■ **Exercise material**:
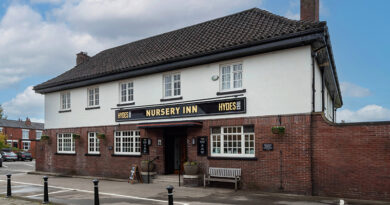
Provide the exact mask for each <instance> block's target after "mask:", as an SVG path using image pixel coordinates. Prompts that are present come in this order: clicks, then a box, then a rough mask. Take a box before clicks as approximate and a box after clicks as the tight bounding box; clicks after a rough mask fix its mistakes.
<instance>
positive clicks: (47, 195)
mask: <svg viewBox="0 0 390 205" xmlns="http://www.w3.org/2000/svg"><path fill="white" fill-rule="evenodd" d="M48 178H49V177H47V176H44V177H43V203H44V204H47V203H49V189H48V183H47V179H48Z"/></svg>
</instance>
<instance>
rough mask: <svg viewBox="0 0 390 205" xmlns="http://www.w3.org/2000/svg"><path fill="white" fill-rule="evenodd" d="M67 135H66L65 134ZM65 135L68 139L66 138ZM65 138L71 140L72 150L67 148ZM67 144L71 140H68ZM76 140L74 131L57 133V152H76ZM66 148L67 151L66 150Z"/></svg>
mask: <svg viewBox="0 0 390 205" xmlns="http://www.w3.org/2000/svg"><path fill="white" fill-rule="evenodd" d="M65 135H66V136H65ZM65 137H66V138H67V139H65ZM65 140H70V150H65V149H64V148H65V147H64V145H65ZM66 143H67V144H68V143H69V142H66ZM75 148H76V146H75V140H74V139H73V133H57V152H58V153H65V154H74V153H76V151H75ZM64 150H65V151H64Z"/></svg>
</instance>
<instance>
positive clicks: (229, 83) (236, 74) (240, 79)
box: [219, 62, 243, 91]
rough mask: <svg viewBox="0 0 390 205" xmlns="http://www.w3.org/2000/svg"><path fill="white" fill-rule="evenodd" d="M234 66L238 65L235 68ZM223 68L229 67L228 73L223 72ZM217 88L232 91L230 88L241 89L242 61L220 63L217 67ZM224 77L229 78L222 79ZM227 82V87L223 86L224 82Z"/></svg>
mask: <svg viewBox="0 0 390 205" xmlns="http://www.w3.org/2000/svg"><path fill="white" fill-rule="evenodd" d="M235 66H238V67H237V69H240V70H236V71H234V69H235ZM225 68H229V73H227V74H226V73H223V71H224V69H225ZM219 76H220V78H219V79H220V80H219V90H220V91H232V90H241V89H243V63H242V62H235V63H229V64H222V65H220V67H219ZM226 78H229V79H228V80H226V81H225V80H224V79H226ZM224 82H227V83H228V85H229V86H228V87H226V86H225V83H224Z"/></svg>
...
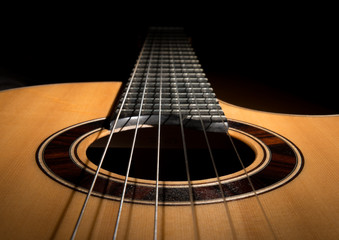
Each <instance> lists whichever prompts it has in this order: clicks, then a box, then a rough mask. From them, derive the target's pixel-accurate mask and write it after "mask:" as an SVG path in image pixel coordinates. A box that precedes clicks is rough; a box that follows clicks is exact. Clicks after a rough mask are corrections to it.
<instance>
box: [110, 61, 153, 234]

■ **Your instructions**: Find each line in the rows above that contains the word "order" and copy those lines. Case matters.

■ **Solution below**:
Provide the exact mask for each <instance> block's target after "mask:", as an SVG path using image pixel coordinates. Prompts that are present come in this order: clicks, then a box, then a rough mask. Take a box before clicks as approximate and a box after clicks as the tight bounding box; clicks after a rough mask fix its mistakes.
Each <instance> lists whichever prompts it has in this order: clicks, then a box, then a rough mask. From them, derive the target's pixel-accurate mask and write it after "mask:" as an SVG path in image pixel coordinates. A box that precedes clicks is rough; a box that follows clicks is exact. Clicks after a rough mask are corrections to it.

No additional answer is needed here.